### Requirement
Copy out the lines beginning with the one that contains "[mark] dark pants" and ending with the last line below, exactly as they stand. Pictures are not copied.

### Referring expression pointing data
■ ■ ■ ■ ■ ■ ■
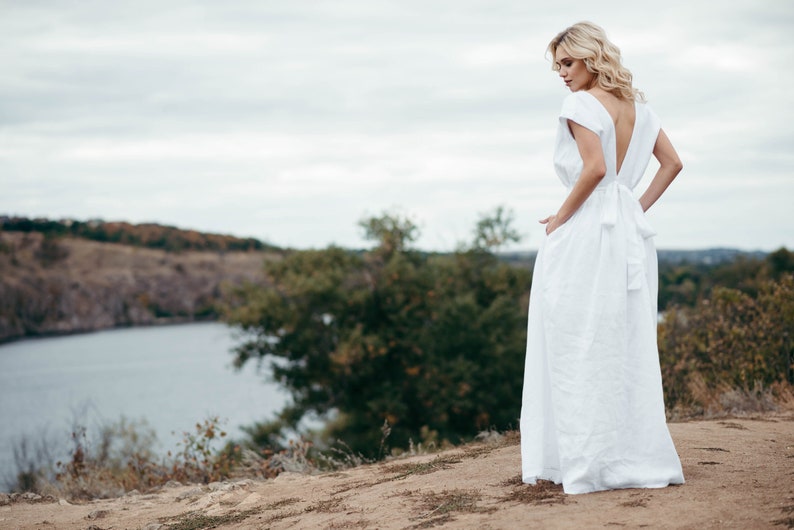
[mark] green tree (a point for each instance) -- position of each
(431, 344)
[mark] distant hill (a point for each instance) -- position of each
(148, 235)
(53, 285)
(709, 256)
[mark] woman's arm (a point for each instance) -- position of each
(593, 170)
(670, 167)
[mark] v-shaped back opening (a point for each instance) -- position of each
(618, 159)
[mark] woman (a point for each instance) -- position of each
(593, 412)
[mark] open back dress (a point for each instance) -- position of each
(592, 415)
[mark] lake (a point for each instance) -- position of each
(171, 376)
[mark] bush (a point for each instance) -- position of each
(433, 345)
(729, 341)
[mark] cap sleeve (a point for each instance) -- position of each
(579, 108)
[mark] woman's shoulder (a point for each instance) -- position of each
(582, 108)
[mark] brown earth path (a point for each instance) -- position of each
(739, 472)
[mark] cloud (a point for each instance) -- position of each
(292, 120)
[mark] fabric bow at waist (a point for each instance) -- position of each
(618, 197)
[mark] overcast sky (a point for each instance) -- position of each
(291, 120)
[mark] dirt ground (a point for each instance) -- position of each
(739, 474)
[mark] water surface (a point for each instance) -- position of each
(171, 376)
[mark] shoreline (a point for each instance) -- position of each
(738, 475)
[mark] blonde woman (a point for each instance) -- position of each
(593, 412)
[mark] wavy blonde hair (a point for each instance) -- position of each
(589, 42)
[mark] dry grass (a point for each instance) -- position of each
(199, 521)
(544, 492)
(438, 508)
(422, 468)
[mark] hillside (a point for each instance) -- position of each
(738, 475)
(66, 285)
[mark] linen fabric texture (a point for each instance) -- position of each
(592, 415)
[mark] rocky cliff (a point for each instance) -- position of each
(50, 286)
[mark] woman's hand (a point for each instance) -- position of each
(551, 223)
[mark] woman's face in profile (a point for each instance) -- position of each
(572, 71)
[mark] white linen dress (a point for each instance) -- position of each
(592, 414)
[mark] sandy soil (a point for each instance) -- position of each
(739, 472)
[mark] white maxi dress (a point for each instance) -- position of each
(592, 415)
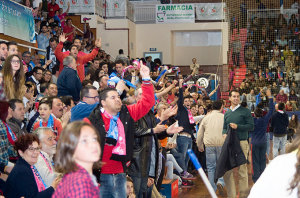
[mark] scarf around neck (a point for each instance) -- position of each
(116, 133)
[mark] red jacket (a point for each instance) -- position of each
(77, 184)
(81, 60)
(281, 98)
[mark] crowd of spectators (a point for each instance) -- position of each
(128, 114)
(271, 56)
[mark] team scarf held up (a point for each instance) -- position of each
(116, 134)
(11, 136)
(50, 123)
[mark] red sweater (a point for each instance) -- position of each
(81, 60)
(136, 111)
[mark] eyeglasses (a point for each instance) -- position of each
(95, 97)
(15, 61)
(32, 149)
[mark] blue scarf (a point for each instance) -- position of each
(50, 123)
(113, 77)
(113, 131)
(160, 75)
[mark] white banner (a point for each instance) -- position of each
(175, 13)
(210, 11)
(116, 8)
(78, 6)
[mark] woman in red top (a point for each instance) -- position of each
(46, 119)
(77, 150)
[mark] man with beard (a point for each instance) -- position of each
(17, 111)
(3, 53)
(80, 60)
(185, 138)
(44, 164)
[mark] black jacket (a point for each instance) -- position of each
(183, 116)
(140, 163)
(21, 183)
(68, 83)
(55, 67)
(129, 128)
(231, 154)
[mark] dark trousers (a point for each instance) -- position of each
(140, 186)
(258, 159)
(236, 59)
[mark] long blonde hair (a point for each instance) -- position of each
(13, 83)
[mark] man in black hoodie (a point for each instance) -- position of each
(279, 123)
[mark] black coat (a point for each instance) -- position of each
(140, 163)
(129, 128)
(55, 67)
(231, 154)
(21, 183)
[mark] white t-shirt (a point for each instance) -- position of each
(275, 180)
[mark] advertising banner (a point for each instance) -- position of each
(78, 6)
(210, 11)
(16, 21)
(175, 13)
(116, 8)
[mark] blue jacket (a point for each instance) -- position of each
(68, 84)
(279, 123)
(260, 125)
(21, 183)
(82, 110)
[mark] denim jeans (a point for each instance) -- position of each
(258, 160)
(171, 163)
(236, 59)
(268, 143)
(183, 144)
(140, 186)
(212, 154)
(278, 143)
(113, 185)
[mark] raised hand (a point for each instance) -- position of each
(168, 113)
(62, 37)
(159, 128)
(98, 43)
(144, 70)
(180, 83)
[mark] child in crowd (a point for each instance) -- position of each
(46, 119)
(77, 152)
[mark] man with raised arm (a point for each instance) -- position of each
(80, 60)
(115, 124)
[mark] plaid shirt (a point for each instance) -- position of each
(77, 184)
(6, 149)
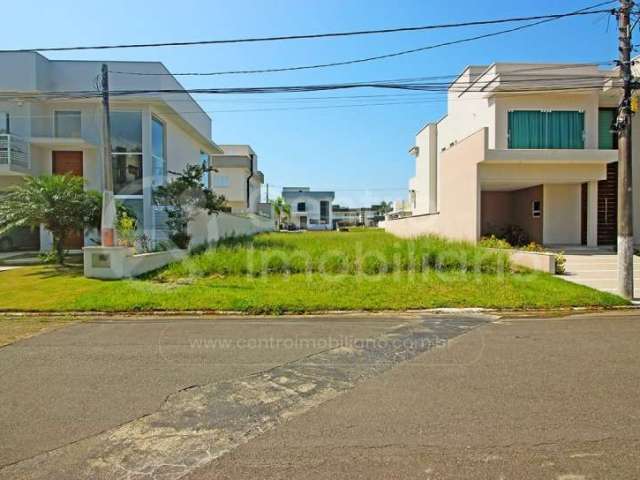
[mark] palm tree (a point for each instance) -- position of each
(282, 210)
(59, 202)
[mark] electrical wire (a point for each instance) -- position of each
(581, 12)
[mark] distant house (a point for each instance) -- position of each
(526, 146)
(236, 176)
(45, 133)
(310, 210)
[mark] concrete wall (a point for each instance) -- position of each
(561, 225)
(504, 208)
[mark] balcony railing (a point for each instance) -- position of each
(14, 151)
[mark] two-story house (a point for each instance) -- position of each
(524, 145)
(236, 176)
(51, 121)
(310, 210)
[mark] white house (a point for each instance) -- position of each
(525, 145)
(45, 129)
(310, 210)
(236, 176)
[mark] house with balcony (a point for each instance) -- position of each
(236, 176)
(48, 126)
(310, 210)
(523, 146)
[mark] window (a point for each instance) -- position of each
(4, 123)
(550, 129)
(126, 146)
(127, 174)
(536, 209)
(221, 181)
(67, 124)
(204, 160)
(158, 156)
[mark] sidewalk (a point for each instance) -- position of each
(529, 398)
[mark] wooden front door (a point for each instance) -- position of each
(69, 162)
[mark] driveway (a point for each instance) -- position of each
(598, 269)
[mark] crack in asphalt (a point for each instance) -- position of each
(200, 423)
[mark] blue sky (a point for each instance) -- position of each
(361, 152)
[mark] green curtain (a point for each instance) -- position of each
(536, 129)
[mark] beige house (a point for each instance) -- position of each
(236, 176)
(525, 145)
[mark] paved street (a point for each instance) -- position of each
(451, 397)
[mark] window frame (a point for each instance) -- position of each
(536, 212)
(583, 135)
(139, 154)
(226, 184)
(54, 128)
(7, 120)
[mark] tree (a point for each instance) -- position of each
(59, 202)
(282, 210)
(182, 197)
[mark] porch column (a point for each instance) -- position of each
(592, 214)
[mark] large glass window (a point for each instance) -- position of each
(67, 124)
(554, 129)
(158, 154)
(126, 147)
(607, 136)
(126, 132)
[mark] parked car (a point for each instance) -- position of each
(21, 238)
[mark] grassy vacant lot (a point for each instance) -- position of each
(280, 272)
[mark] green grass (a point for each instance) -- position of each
(207, 282)
(362, 251)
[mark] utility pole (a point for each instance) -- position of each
(107, 234)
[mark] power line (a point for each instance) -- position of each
(326, 35)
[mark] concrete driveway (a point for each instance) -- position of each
(78, 381)
(598, 269)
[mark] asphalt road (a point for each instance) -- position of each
(81, 380)
(431, 398)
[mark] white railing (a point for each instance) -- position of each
(14, 151)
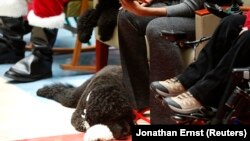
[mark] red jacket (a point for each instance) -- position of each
(247, 22)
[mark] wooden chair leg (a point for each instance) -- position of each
(102, 51)
(74, 65)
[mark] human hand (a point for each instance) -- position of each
(132, 6)
(145, 2)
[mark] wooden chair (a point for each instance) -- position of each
(81, 6)
(101, 49)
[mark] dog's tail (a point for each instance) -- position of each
(61, 93)
(98, 132)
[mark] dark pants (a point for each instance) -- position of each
(210, 76)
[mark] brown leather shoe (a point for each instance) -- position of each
(169, 87)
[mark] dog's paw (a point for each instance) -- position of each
(104, 133)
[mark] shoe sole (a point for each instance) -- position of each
(27, 79)
(9, 60)
(181, 111)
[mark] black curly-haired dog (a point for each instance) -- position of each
(103, 110)
(104, 15)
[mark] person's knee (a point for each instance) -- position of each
(153, 30)
(123, 17)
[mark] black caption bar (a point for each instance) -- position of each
(163, 132)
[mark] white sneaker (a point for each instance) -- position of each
(184, 103)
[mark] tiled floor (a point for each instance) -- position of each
(24, 115)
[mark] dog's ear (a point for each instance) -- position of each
(120, 129)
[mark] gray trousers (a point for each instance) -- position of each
(165, 57)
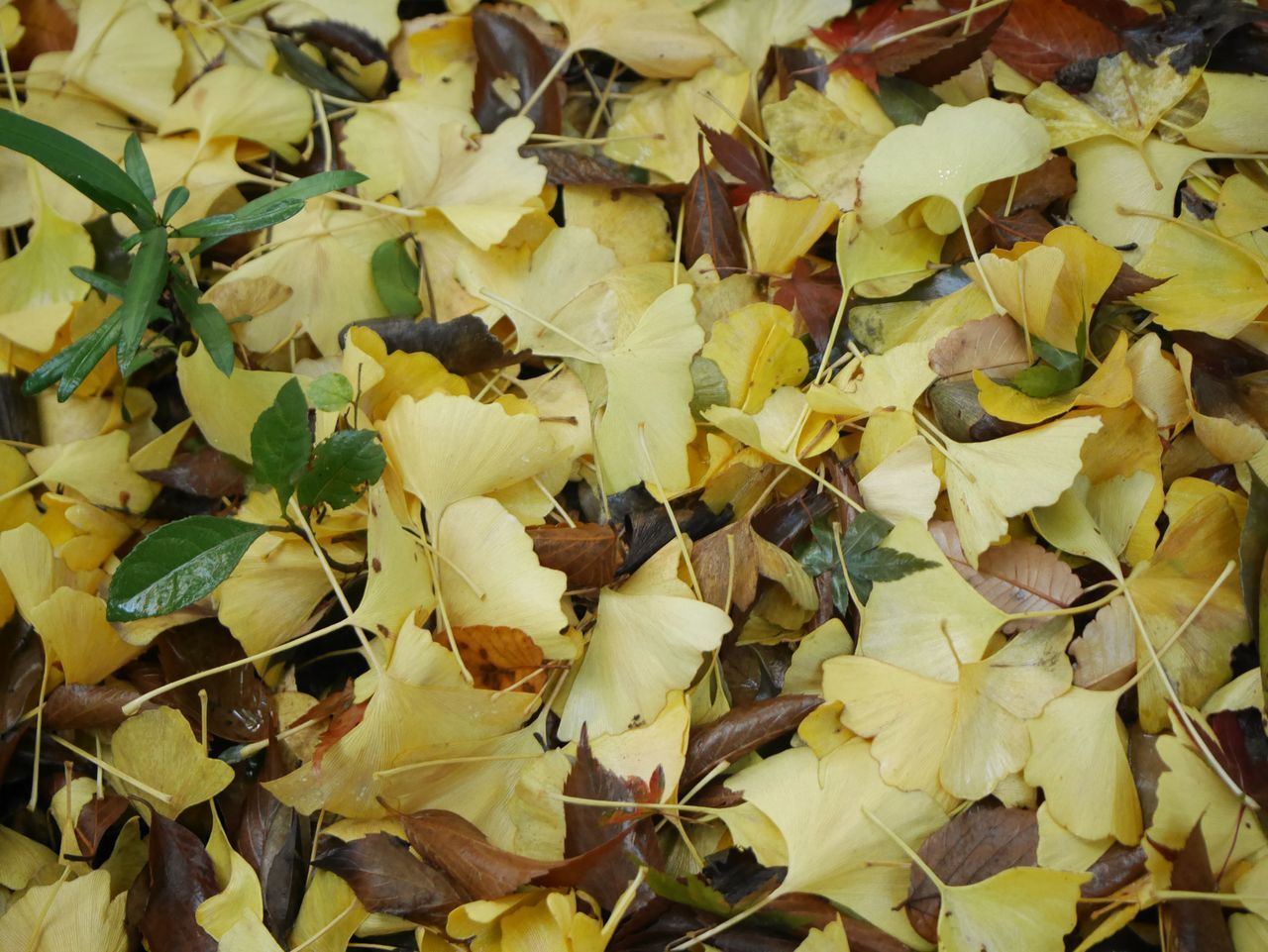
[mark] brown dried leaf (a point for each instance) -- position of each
■ ■ ■ ■ ■ ■ ■
### The completed task
[mark] dark pants (a point for each instance) -- position of each
(210, 76)
[mark] brown leather shoe (a point for each instance) -- position of each
(169, 87)
[mark] dog's paw (a point for each instance) -- position of each
(104, 133)
[mark] shoe sole (a point for each instance) -- position of each
(27, 79)
(9, 60)
(181, 111)
[mark] black curly-haired dog (a point for each instance) -- position of each
(103, 110)
(104, 15)
[mark] person's knee (a point for each instance) -- position of each
(153, 30)
(123, 17)
[mark] black caption bar (a point for each instance) -- position of each
(163, 132)
[mark] white sneaker (a point for each instance) -- position of each
(184, 103)
[mark] tiled floor (a point for each instance) -- position of each
(24, 115)
[mark] dog's ear (a point for each instance) -- position of each
(120, 129)
[mark] gray trousers (a point for each instance) -- position of each
(165, 57)
[mark] brown dried leaf (a point for each instance) -- position of each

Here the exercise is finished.